**Tasks to perform**
**1)** In the pediatrician profile below, why does the pediatrician recommend taking classes beyond science? Answer in one to three sentences.
**2)** Continue the pediatrician profile below from the point where it stops.

**Passage for review**
_ _ _ _ _ _ _

Pediatrician And Part-Owner Of A Medical Practice
Job Title: Physician/Pediatrician
Type of Company: I am part-owner of a pediatric medical office, providing medical care to patients up to to 22 years of age.
Education: BA, Biology, Washington University (St. Louis, MO) MS, Cell Biology, University of Minnesota MD, University of Minnesota
Previous Experience: I worked as a research and teaching assistant in a university setting as a graduate student before going on to medical school. After medical school, I did a three-year residency at the University of Rochester.
Job Tasks: My day starts at 7:30AM in the corridors of the local hospital where I go to see patients: any newborn babies or children or even adolescents who've been hospitalized for serious illnesses. I get to my office about an hour later and usually see patients until 1PM. For an hour after that, I return phone calls and do paperwork and administrative chores. I then resume seeing patients from 2-5PM.
I also take calls, covering the emergency room and delivery room of our local hospital for a 24-hour shift, one day a week. I will be in my office or at home, wearing a pager. If the hospital or delivery room needs me, they page me and I go directly to the hospital from wherever I am at the time.
Best and Worst Parts of the Job: The best parts of my work are seeing my patients grow up, interacting with families, getting to use my education every day. I can truly say there is never a dull moment.
The worst parts are dealing with administrative duties. Sometimes the days can be very long, and being on call can be stressful.
1. Being well-rounded in your education and not only taking science classes will help in your application process to medical school and make you a better doctor. Anything that makes you different is an asset.

_ _ _ _ _ _ _

**Dataset extract**
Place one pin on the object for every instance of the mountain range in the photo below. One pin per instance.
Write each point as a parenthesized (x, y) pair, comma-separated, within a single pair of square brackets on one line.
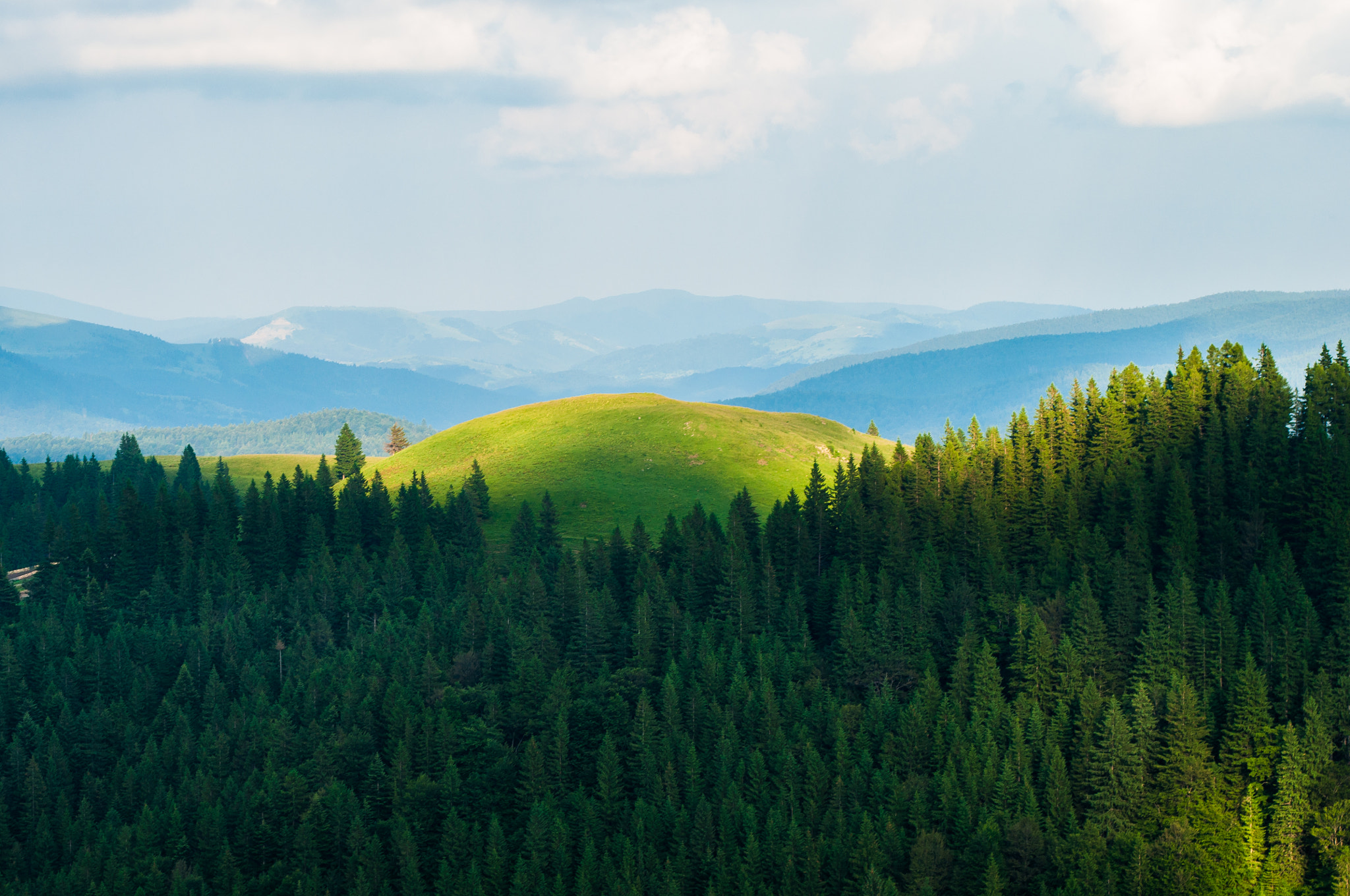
[(993, 373), (671, 341), (74, 370)]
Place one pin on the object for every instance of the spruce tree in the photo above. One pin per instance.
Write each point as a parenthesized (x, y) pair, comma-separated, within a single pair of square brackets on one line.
[(397, 440), (475, 486), (347, 455)]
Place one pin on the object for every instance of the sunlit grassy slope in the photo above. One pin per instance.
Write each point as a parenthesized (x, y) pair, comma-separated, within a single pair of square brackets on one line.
[(606, 459)]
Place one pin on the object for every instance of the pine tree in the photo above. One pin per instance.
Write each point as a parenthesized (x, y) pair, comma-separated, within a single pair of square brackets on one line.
[(475, 486), (347, 455), (1285, 861), (397, 440)]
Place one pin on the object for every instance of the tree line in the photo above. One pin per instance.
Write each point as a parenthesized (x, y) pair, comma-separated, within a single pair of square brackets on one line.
[(1105, 650)]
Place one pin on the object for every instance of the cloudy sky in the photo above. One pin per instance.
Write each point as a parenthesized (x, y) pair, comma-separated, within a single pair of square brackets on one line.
[(230, 157)]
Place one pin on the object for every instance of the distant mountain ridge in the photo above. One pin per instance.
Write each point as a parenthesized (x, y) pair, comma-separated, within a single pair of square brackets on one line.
[(71, 377), (685, 345), (311, 434), (921, 389), (1088, 323)]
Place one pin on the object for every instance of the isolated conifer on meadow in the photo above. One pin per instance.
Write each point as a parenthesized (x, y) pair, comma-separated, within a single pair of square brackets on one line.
[(397, 440), (477, 488), (347, 455)]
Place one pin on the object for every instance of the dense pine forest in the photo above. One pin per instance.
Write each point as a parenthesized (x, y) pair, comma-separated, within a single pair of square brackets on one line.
[(1102, 651)]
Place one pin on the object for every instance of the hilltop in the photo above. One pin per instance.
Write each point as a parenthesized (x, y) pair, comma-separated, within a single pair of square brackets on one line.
[(608, 459)]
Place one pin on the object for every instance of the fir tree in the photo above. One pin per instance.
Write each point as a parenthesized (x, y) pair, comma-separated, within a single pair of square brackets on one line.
[(397, 440), (347, 455)]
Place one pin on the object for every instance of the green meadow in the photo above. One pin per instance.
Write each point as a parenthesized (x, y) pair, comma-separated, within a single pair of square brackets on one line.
[(608, 459)]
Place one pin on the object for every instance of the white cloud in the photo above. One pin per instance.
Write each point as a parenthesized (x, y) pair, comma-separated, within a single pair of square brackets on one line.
[(1182, 64), (914, 127), (677, 94)]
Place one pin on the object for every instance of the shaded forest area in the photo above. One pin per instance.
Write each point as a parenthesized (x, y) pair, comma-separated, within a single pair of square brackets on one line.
[(1106, 651)]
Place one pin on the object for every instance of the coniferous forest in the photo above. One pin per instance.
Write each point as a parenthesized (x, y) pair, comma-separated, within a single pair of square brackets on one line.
[(1102, 651)]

_ _ _ _ _ _ _

**Results of the tasks**
**1)** A well-rounded education helps in the medical school application process and makes you a better doctor. The pediatrician adds that anything that makes you different is an asset.

**2)**
2. It does not matter so much which medical school you go to. You will get a good education at any medical school. For your career it will matter more where you do your residency.
3. When going through medical school keep an open mind as to what specialty you want to pursue. There are many options open to you.
But volunteer or work in a medical office and get to know the doctor(s) you work for because they can write you a good recommendation, or follow a doctor oh her daily routine to see if you like what she is doing.
Additional Thoughts: The most surprising thing about this job has been how much fun it is to grow up with my patients, and there is never a dull moment.
The biggest misconception about pediatricians is that we deliver babies. We take care of the babies after they are born. We are not involved in the care of the mother.
It is a long process to finally get to practice in your chosen specialty. Some specialties will require 5-6 years of training after medical school. You have to be ready for delayed gratification.